Print the line that contains "segment --target ear" and every line after it through the last line of the records below, exactly as written and nothing else.
=-=-=-=-=
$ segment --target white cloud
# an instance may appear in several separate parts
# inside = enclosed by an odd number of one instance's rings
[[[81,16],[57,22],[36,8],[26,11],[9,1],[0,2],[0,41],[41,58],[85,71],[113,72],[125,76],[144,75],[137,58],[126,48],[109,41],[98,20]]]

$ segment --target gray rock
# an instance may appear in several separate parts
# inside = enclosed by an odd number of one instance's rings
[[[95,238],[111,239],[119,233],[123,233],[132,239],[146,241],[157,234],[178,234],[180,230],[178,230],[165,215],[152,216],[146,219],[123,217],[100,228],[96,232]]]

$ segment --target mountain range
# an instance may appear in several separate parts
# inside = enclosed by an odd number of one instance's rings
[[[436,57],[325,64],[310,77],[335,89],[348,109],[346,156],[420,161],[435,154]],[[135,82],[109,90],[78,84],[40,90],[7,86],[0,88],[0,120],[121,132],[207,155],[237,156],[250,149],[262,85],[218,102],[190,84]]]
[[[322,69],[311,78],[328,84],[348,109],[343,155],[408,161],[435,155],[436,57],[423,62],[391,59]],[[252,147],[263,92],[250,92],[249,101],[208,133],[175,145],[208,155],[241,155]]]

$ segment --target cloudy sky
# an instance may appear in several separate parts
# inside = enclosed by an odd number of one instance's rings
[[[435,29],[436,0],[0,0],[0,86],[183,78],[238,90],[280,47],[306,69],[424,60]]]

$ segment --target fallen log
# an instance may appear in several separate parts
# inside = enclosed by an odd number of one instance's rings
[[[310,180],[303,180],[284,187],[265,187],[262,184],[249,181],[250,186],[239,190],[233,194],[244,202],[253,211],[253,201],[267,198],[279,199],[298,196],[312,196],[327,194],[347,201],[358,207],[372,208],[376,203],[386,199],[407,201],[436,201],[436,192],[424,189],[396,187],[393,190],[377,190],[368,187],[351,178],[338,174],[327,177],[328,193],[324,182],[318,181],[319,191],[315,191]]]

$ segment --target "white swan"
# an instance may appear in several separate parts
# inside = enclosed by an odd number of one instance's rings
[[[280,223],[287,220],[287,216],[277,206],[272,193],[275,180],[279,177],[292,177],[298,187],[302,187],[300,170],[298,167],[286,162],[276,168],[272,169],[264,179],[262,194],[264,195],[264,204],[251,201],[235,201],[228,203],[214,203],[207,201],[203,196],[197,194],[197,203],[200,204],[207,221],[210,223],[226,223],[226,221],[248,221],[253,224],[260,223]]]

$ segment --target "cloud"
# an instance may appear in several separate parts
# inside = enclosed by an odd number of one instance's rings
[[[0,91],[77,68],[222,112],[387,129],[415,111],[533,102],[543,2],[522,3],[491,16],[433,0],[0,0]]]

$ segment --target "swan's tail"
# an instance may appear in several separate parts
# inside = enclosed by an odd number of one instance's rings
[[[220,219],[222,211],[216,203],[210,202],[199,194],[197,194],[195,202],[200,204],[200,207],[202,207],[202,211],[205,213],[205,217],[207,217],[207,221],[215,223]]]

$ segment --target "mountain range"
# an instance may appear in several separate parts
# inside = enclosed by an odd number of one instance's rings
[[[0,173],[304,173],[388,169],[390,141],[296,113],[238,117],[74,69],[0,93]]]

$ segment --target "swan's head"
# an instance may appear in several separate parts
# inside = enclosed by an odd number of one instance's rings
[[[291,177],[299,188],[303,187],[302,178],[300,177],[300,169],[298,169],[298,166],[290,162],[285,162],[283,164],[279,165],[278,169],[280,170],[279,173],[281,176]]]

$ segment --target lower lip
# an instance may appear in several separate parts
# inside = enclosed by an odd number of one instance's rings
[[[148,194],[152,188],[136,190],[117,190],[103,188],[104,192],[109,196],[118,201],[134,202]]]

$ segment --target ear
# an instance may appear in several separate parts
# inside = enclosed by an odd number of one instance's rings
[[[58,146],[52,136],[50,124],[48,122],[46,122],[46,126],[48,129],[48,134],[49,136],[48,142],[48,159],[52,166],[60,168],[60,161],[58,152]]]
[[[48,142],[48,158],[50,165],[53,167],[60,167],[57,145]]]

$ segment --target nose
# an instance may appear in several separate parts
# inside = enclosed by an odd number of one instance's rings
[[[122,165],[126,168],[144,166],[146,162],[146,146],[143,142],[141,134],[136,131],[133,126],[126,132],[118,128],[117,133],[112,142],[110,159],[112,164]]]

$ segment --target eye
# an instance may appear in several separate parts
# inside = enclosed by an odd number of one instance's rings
=-=-=-=-=
FINAL ANSWER:
$ segment --target ear
# an instance may appear in several separate parts
# inside = enclosed by an odd number of one instance's rings
[[[58,146],[52,136],[50,124],[48,122],[46,122],[46,126],[48,129],[48,134],[49,136],[48,142],[48,159],[52,166],[60,168],[60,161],[58,152]]]
[[[48,142],[48,158],[50,165],[53,167],[60,167],[57,145]]]

$ segment --target nose
# an instance may appear in several separate parts
# inside = enclosed by an odd number of one instance's rings
[[[122,165],[126,168],[144,166],[146,162],[146,146],[143,142],[141,134],[136,131],[133,126],[126,132],[118,128],[117,133],[112,142],[110,159],[112,164]]]

$ segment --target eye
# an instance may appear in several separate parts
# inside = enclosed by an odd number of one instance's rings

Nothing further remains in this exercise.